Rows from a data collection
- - -
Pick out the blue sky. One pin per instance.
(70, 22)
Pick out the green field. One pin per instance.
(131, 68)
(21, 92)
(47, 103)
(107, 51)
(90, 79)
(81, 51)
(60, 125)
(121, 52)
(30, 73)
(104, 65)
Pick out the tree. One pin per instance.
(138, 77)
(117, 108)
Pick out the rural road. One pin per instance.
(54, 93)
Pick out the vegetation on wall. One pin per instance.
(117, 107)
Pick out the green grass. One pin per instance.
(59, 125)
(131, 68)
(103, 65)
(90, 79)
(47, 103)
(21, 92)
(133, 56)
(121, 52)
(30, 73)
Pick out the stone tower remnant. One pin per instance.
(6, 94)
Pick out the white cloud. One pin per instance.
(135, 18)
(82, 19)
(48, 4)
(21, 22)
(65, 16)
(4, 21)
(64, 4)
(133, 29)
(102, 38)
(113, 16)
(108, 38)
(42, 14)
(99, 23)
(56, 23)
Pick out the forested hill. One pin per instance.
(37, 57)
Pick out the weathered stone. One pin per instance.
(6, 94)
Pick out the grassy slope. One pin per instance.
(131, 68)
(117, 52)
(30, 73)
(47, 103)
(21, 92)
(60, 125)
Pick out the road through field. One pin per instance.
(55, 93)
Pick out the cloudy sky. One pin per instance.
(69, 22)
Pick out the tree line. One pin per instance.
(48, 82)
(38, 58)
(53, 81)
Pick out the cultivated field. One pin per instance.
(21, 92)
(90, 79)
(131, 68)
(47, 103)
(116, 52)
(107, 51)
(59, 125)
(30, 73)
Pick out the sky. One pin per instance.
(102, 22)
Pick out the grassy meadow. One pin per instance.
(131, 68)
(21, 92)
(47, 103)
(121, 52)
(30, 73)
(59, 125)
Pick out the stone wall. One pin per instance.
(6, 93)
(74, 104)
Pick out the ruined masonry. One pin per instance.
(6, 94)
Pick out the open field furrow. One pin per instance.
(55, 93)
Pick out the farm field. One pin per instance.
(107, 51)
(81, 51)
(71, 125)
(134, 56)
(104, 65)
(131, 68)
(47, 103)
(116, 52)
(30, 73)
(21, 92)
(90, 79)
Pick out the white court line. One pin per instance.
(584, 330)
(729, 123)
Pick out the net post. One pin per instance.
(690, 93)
- - -
◆ **The task**: Copy the rows above word for word, from the line containing "Pick out the road" through the end of the rows, including both ends.

◆ **Result of this exercise**:
Pick out the road through field. One pin per instance.
(55, 93)
Pick out the cloudy sky. One pin per instance.
(69, 22)
Pick out the tree line. One pin per instance.
(48, 82)
(38, 58)
(53, 81)
Pick out the cultivated field. One pin per instance.
(21, 92)
(90, 79)
(131, 68)
(47, 103)
(116, 52)
(107, 51)
(59, 125)
(30, 73)
Pick out the sky. One pin per instance.
(102, 22)
Pick out the grassy meadow. One pin per instance.
(131, 68)
(21, 92)
(47, 103)
(121, 52)
(30, 73)
(59, 125)
Pick out the stone wall. One pin per instance.
(6, 93)
(74, 104)
Pick out the ruined masonry. One pin per instance.
(6, 94)
Pick out the open field furrow. One pin per instance.
(55, 93)
Pick out the farm field. One pin per instance.
(107, 51)
(81, 51)
(71, 125)
(134, 56)
(104, 65)
(131, 68)
(47, 103)
(116, 52)
(30, 73)
(21, 92)
(90, 79)
Pick out the white court line. One pin per instance.
(584, 330)
(729, 123)
Pick out the net post. One pin per instance.
(690, 93)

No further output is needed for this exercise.